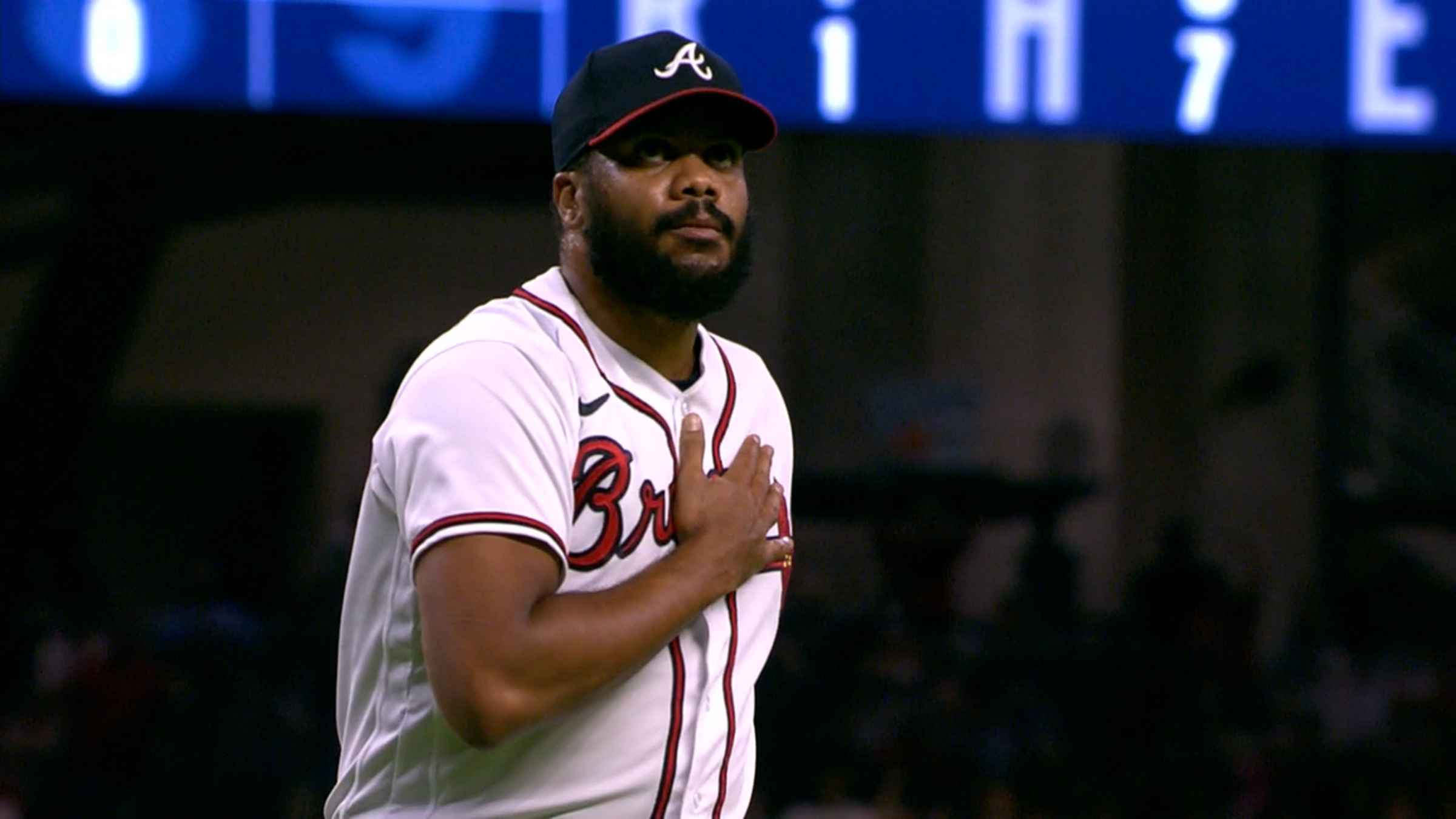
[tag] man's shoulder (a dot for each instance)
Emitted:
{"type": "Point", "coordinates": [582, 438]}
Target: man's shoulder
{"type": "Point", "coordinates": [747, 363]}
{"type": "Point", "coordinates": [478, 342]}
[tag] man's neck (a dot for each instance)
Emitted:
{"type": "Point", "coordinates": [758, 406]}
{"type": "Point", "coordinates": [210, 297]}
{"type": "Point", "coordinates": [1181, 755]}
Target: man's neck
{"type": "Point", "coordinates": [664, 345]}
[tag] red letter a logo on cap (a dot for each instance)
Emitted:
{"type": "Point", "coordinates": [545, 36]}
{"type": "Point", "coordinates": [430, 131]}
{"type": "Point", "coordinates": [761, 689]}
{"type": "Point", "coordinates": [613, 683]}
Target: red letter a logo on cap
{"type": "Point", "coordinates": [686, 56]}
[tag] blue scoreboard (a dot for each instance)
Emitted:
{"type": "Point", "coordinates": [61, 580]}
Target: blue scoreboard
{"type": "Point", "coordinates": [1314, 72]}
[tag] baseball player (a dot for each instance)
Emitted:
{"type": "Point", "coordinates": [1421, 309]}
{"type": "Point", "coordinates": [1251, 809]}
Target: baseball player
{"type": "Point", "coordinates": [574, 538]}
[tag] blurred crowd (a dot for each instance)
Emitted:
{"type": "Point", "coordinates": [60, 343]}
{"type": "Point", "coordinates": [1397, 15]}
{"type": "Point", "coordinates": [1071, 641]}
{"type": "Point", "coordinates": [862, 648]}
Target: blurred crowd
{"type": "Point", "coordinates": [220, 701]}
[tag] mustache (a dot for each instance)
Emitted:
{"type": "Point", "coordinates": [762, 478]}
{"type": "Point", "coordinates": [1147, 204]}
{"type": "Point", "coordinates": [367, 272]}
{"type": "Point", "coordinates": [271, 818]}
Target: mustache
{"type": "Point", "coordinates": [695, 211]}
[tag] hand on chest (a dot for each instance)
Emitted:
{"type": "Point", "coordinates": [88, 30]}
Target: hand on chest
{"type": "Point", "coordinates": [624, 473]}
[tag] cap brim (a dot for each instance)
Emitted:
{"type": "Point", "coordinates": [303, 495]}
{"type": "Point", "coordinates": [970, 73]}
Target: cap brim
{"type": "Point", "coordinates": [755, 130]}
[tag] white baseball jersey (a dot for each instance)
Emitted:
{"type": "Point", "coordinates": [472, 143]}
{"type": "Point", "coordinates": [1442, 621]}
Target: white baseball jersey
{"type": "Point", "coordinates": [526, 420]}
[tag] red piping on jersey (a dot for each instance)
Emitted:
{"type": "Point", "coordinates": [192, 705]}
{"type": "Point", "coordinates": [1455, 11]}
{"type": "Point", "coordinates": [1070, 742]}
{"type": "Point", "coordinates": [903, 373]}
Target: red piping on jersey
{"type": "Point", "coordinates": [487, 517]}
{"type": "Point", "coordinates": [622, 393]}
{"type": "Point", "coordinates": [675, 730]}
{"type": "Point", "coordinates": [733, 596]}
{"type": "Point", "coordinates": [729, 704]}
{"type": "Point", "coordinates": [729, 405]}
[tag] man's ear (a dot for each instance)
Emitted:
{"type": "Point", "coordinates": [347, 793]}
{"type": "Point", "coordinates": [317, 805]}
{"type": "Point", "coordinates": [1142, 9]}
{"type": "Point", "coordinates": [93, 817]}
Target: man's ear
{"type": "Point", "coordinates": [568, 197]}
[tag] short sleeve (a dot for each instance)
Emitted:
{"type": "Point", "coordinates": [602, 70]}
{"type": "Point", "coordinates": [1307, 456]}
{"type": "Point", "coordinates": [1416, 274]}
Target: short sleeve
{"type": "Point", "coordinates": [479, 440]}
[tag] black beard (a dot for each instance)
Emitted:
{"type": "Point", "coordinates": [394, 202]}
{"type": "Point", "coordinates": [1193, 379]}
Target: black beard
{"type": "Point", "coordinates": [631, 266]}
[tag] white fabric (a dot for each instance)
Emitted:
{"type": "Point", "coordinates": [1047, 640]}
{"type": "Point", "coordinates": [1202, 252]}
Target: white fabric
{"type": "Point", "coordinates": [488, 435]}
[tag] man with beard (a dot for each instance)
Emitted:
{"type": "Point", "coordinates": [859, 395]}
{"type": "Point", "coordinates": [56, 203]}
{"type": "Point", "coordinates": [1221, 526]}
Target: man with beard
{"type": "Point", "coordinates": [574, 539]}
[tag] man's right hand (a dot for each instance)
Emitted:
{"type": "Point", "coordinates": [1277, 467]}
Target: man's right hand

What you will do: Show all lines above holding "right".

The answer:
[tag] man's right hand (a dot for each instance)
Target: man's right hand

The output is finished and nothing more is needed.